# Recorded data:
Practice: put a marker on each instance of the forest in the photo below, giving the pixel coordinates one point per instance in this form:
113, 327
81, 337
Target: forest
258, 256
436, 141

# Exercise brief:
Give back every line of the items above, word for word and with nothing changed.

# Right answer:
Practice: put a marker on each instance of the forest in the photo below, giving the pixel coordinates one point per instance in this form:
113, 327
81, 337
Target: forest
258, 256
436, 141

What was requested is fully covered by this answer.